**Brief:** Duplicate the lines below word for word, covering the stretch from the line containing "Q: For every instance of the white cloud" through the line containing "[(63, 312), (258, 201), (57, 113), (277, 259)]", both included.

**Entries supplied:**
· · · · ·

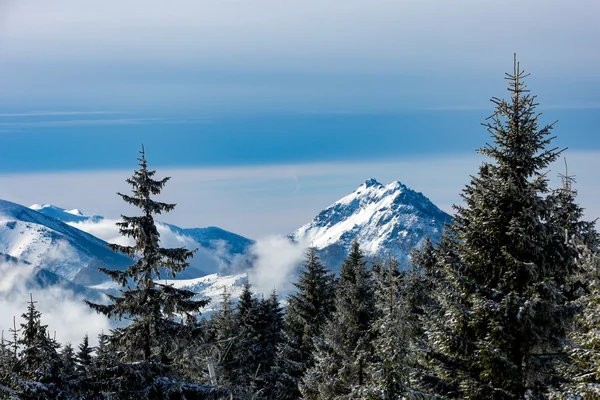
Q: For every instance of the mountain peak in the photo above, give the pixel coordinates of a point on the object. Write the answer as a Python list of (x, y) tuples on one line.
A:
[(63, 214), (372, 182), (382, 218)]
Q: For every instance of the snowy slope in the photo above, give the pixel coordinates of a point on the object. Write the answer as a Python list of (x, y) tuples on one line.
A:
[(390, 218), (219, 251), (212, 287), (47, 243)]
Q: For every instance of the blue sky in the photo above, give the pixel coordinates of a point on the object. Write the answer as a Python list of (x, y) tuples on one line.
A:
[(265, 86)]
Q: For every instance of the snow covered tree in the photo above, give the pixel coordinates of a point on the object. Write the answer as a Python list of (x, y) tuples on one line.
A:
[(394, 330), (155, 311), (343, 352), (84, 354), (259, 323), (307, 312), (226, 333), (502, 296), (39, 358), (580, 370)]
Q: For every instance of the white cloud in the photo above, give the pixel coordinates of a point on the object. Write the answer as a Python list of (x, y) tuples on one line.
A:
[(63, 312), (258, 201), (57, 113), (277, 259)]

· · · · ·

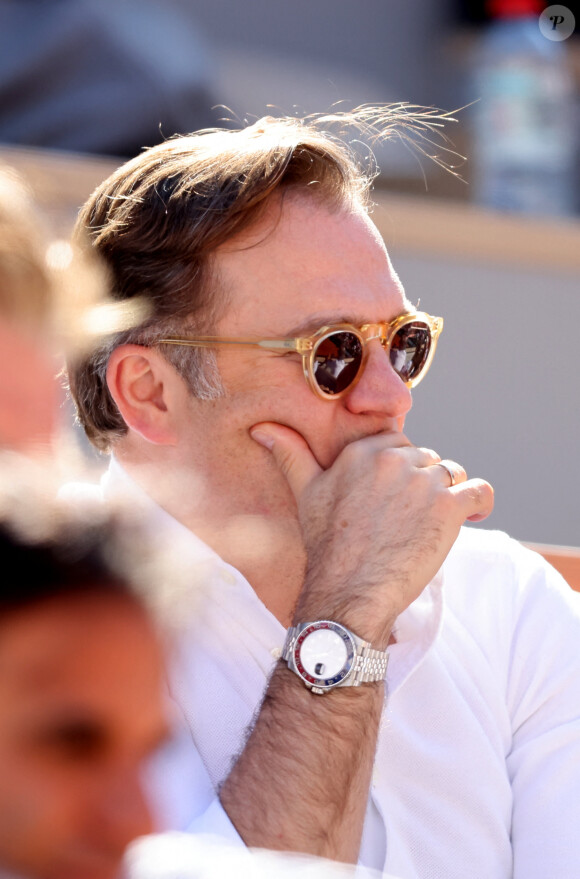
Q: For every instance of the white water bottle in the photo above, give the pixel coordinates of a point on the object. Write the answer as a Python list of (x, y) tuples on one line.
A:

· · · · ·

**Solution below:**
Q: For every instance of the white cloud in the photo above, give the pixel coordinates of a point on the object. Write the answer as a Python list of (x, y) tuples on one line.
A:
[(63, 312), (258, 201), (57, 113), (277, 259)]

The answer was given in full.